[BEGIN Input for this task]

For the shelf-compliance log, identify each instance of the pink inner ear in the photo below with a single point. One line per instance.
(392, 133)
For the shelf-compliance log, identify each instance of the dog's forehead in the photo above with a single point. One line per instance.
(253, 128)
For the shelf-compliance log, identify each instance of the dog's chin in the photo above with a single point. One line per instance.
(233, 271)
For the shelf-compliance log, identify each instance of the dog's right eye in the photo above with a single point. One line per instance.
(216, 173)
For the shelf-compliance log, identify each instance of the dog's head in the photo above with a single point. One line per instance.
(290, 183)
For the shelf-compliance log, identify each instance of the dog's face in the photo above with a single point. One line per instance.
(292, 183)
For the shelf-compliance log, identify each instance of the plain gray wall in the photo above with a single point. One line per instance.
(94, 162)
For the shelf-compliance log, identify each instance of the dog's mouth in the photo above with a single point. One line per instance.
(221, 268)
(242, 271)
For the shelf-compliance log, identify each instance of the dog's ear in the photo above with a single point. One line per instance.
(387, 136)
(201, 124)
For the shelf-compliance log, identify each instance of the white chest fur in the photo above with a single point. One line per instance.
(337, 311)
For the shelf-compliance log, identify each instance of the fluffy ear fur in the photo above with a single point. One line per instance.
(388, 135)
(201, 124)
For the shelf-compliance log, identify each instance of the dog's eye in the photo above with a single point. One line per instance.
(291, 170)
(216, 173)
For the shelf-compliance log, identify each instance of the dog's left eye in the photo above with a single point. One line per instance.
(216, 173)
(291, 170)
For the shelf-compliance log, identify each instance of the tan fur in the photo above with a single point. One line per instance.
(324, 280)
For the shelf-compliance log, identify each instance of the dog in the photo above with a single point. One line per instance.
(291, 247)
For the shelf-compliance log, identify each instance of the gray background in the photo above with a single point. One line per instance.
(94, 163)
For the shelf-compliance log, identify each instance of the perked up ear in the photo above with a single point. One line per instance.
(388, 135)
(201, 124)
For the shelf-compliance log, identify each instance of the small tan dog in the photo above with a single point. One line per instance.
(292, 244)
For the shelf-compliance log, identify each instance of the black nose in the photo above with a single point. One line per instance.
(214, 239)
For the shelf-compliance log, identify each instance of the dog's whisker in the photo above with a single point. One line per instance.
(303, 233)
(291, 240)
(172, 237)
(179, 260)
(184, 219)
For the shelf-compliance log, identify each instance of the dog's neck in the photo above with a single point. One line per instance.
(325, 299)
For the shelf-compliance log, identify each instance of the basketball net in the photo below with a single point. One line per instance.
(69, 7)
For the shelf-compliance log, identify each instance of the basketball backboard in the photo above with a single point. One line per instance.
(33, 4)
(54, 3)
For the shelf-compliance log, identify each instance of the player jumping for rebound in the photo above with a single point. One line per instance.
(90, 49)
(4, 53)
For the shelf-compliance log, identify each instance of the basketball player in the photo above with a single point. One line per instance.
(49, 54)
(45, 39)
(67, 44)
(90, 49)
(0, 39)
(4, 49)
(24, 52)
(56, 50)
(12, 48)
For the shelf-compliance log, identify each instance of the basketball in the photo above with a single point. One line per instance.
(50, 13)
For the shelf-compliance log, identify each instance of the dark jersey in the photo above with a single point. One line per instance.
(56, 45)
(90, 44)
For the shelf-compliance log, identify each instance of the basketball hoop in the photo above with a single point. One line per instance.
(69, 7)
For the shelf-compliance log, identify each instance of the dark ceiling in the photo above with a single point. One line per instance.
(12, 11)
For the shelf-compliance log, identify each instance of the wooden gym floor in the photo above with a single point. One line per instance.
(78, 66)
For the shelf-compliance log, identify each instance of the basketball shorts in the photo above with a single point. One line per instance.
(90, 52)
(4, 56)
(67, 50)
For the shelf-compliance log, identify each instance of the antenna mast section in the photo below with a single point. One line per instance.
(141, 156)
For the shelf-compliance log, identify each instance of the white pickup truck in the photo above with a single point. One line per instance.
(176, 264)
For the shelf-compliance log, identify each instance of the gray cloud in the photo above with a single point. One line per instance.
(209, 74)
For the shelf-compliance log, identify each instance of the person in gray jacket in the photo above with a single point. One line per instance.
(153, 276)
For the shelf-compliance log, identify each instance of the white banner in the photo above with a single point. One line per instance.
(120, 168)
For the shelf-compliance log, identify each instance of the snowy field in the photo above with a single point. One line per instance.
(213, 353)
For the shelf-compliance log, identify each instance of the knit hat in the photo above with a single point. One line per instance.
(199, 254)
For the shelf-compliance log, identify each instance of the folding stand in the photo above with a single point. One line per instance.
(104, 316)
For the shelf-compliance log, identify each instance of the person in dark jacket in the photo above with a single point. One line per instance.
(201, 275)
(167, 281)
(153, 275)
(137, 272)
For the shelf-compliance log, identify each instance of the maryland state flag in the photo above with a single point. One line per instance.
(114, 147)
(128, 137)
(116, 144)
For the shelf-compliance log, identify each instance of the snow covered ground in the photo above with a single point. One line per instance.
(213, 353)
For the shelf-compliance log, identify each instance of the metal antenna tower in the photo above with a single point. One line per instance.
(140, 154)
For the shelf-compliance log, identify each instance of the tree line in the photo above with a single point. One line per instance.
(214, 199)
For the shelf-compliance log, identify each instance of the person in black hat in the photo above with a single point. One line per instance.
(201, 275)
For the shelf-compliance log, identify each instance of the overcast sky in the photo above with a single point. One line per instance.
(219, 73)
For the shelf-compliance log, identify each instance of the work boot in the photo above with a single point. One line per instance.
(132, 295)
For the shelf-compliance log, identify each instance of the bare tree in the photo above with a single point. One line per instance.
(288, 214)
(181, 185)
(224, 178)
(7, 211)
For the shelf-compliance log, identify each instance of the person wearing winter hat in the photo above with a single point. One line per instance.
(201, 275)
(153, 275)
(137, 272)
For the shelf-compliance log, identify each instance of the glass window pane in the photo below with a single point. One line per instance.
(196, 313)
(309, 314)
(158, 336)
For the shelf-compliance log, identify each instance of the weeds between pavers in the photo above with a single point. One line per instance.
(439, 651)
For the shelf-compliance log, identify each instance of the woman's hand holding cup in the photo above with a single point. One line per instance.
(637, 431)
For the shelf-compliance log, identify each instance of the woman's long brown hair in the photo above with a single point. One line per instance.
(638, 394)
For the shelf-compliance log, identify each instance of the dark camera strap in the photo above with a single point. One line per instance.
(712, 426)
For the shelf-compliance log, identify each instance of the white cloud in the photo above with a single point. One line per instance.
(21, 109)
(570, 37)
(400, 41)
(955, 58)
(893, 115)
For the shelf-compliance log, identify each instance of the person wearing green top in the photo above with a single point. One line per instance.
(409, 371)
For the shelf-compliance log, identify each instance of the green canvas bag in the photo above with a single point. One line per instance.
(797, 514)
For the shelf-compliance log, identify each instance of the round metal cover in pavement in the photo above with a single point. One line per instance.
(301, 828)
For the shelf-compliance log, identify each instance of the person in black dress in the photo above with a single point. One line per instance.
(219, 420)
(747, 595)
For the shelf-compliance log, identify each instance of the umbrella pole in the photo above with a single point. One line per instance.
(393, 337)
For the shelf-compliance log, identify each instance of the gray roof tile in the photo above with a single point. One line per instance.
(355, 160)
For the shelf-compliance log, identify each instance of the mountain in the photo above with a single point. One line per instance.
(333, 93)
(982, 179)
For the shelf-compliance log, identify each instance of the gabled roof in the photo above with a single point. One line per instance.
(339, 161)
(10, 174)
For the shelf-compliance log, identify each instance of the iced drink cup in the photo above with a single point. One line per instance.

[END Input for this task]

Given instruction
Extract all lines as given.

Exercise solution
For the shelf-compliance log, identify each instance of the pink inner ear in the photo below with a single point. One line per instance.
(392, 133)
For the shelf-compliance log, identify each instance of the dog's forehead in the photo above with a single point. One line per instance.
(253, 128)
For the shelf-compliance log, identify each instance of the dog's chin in the photo above with a single point. One line per instance.
(233, 271)
For the shelf-compliance log, identify each instance of the dog's right eye in the photo above with a single point. One line per instance.
(216, 173)
For the shelf-compliance log, identify each instance of the dog's head in the photo above with a single point. One line per instance.
(290, 183)
For the shelf-compliance log, identify each instance of the dog's face in the photo above with a single point. One line per instance.
(292, 183)
For the shelf-compliance log, identify each instance of the plain gray wall in the photo above with a single point. One line per instance.
(94, 162)
For the shelf-compliance log, identify each instance of the dog's mouth in the photo above with a single point. One line per instance.
(221, 268)
(242, 271)
For the shelf-compliance log, identify each instance of the dog's ear in the photo above with a single point. One line per instance.
(387, 136)
(201, 124)
For the shelf-compliance log, identify each instance of the white chest fur in the photo above with a single point. One line per instance.
(337, 311)
For the shelf-compliance log, identify each instance of the fluffy ear fur in the photo above with a single point. One line per instance.
(388, 135)
(201, 124)
For the shelf-compliance log, identify each instance of the dog's eye in the photo above with a single point. One line per instance.
(291, 170)
(216, 173)
For the shelf-compliance log, identify each instance of the dog's left eye in the photo above with a single point. One line per instance.
(216, 173)
(291, 170)
For the shelf-compliance log, identify each instance of the tan fur in the photo above with a single point. One line per instance.
(324, 280)
For the shelf-compliance log, identify each instance of the dog in the photo above with a single point. One line per instance.
(291, 247)
For the shelf-compliance log, identify each instance of the gray background in the photo above with a single point. One line per instance.
(94, 163)
For the shelf-compliance log, identify each instance of the perked up ear in the photo above with a single point. One line per instance.
(388, 135)
(201, 124)
For the shelf-compliance log, identify each instance of the small tan dog in the photo above with a single point. One line per instance.
(292, 244)
For the shelf-compliance log, identify each instance of the black nose in the photo above with a single point. One line per instance.
(214, 239)
For the shelf-compliance log, identify each instance of the dog's whisker in the photo above with a single point. One line per instance.
(303, 233)
(291, 240)
(172, 237)
(179, 260)
(184, 219)
For the shelf-compliance log, identify each instance of the dog's neck in the photo above with a single point. One line per instance.
(325, 299)
For the shelf-compliance log, identify each instance of the basketball net in the photo below with a single point. One line per instance.
(69, 7)
For the shelf-compliance log, identify each instance of the basketball backboard in the photo above with a single point. One line per instance.
(33, 4)
(54, 3)
For the shelf-compliance log, identify each instance of the player jumping for rebound in the photo above with a single point. One line per instance.
(90, 49)
(4, 53)
For the shelf-compliance log, identify each instance of the basketball player in the photo above with a single point. One line per instance.
(49, 54)
(45, 39)
(67, 44)
(90, 49)
(0, 39)
(4, 49)
(24, 52)
(56, 50)
(12, 48)
For the shelf-compliance log, identify each instance of the basketball in the photo above with a single point. One line per instance.
(50, 13)
For the shelf-compliance log, identify each instance of the dark jersey in the photo above with a single point. One line per instance.
(56, 45)
(90, 44)
For the shelf-compliance log, identify each instance of the basketball hoop in the photo above with a single point. One line per instance.
(69, 7)
For the shelf-compliance log, identify each instance of the dark ceiling in the photo above with a single point. One line per instance.
(12, 11)
For the shelf-compliance log, identify each instance of the wooden gym floor in the photo above with a single point. One line per instance.
(78, 66)
For the shelf-compliance log, identify each instance of the basketball shorts in the photo above with a single point. One line per instance.
(90, 52)
(4, 56)
(67, 50)
For the shelf-compliance log, identify each instance of the antenna mast section in the photo below with a single point. One line per instance.
(141, 156)
For the shelf-compliance log, identify each instance of the white pickup truck in the photo above with a single point. One line per instance.
(176, 264)
For the shelf-compliance log, identify each instance of the gray cloud in the photo above with a single point. One line per instance.
(209, 74)
For the shelf-compliance log, identify each instance of the person in gray jacket in the photo above with a single point. One line per instance.
(153, 276)
For the shelf-compliance log, identify each instance of the white banner in the photo above with a single point. One line per instance.
(120, 168)
For the shelf-compliance log, identify each instance of the snowy field in the photo above with a single point. One line per instance.
(213, 353)
For the shelf-compliance log, identify each instance of the knit hat in the photo above with a single point. One line per instance.
(199, 254)
For the shelf-compliance log, identify each instance of the folding stand in the photo above with a single point. One line per instance.
(104, 316)
For the shelf-compliance log, identify each instance of the person in dark jacket in the photo above with a single point. One line per instance.
(201, 275)
(167, 281)
(153, 275)
(137, 272)
For the shelf-compliance log, identify each instance of the maryland state flag in the photo above with a single point. One line per instance.
(114, 147)
(128, 137)
(116, 144)
For the shelf-compliance log, identify each instance of the snow covered ground in the photo above with a single point. One line per instance.
(213, 353)
For the shelf-compliance log, identify each instance of the metal antenna tower in the photo above with a single point. One line per instance.
(140, 154)
For the shelf-compliance log, identify each instance of the tree line in the photo above with a single point. One line per instance.
(214, 199)
For the shelf-compliance log, identify each instance of the person in black hat in the photo above with a single point. One line per instance.
(201, 275)
For the shelf-compliance log, identify each instance of the overcast sky in the photo above with a single point. One line per instance.
(219, 73)
For the shelf-compliance log, identify each instance of the work boot in the photo above with a single point. One line per instance.
(132, 295)
For the shelf-compliance log, identify each instance of the bare tree in the photo above with a single point. One line per instance.
(288, 214)
(181, 185)
(224, 178)
(7, 211)
For the shelf-compliance log, identify each instance of the person wearing winter hat in the photo above with a single point. One line per instance.
(201, 275)
(153, 275)
(137, 272)
For the shelf-compliance log, identify each instance of the glass window pane in the photo below with a single point. One line per instance.
(196, 313)
(309, 314)
(158, 336)
For the shelf-compliance log, identify each instance of the weeds between pavers in the photo above with a single point. One line per instance.
(439, 651)
For the shelf-compliance log, identify each instance of the woman's hand holding cup in the photo above with a single point. One line per instance.
(637, 431)
For the shelf-compliance log, identify each instance of the woman's long brown hair in the photo above with a single point. One line per instance.
(638, 394)
For the shelf-compliance log, identify each instance of the dark camera strap in the photo above with a single point. One line per instance.
(712, 426)
For the shelf-compliance log, identify each instance of the white cloud in the photo above with a single point. One line per instance.
(21, 109)
(570, 37)
(400, 41)
(955, 58)
(893, 115)
For the shelf-compliance log, identify each instance of the person wearing green top in the photo above with a single point. One line per instance.
(409, 371)
For the shelf-compliance log, identify each instance of the green canvas bag in the photo above with a single point. One line per instance.
(797, 514)
For the shelf-compliance log, identify each instance of the round metal cover in pavement in the photo above with a single point. One line per instance.
(301, 828)
For the shelf-compliance log, identify each instance of the person in black dress in the photo above with a single point. One line per instance.
(219, 420)
(747, 595)
For the shelf-compliance log, identify each instance of the umbrella pole in the photo above with a single point. One line per instance.
(393, 337)
For the shelf-compliance log, identify each instance of the gray roof tile in the photo above with a single point. One line per instance.
(355, 160)
For the shelf-compliance log, identify each instance of the mountain in the photo above with a single point. One line per instance.
(333, 93)
(982, 179)
For the shelf-compliance log, identify each instance of the gabled roof in the photo above with a single point. One line per instance.
(339, 161)
(10, 174)
For the shelf-compliance log, identify each instance of the iced drink cup in the photo above with a single point. One line per instance.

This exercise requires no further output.